§ Stated exercise
Count the lines below that contain the word "array", and give only that number.

Saved entries
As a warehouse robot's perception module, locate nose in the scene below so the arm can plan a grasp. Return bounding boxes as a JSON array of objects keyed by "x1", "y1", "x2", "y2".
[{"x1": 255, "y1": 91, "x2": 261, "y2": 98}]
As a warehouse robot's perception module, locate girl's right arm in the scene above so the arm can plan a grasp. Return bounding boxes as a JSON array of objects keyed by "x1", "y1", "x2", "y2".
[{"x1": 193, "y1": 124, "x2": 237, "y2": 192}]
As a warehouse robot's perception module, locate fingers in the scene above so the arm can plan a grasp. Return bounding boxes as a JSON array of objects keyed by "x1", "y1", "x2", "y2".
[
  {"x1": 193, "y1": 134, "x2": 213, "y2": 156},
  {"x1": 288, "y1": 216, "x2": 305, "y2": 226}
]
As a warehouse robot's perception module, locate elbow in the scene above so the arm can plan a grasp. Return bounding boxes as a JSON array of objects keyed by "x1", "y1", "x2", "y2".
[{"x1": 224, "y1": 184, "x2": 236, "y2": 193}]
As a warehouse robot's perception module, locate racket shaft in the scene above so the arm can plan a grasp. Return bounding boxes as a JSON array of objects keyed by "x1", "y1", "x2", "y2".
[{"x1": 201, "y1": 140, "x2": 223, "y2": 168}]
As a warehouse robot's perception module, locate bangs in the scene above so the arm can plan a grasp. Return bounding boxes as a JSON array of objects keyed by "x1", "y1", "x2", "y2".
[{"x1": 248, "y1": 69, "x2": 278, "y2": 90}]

§ The answer
6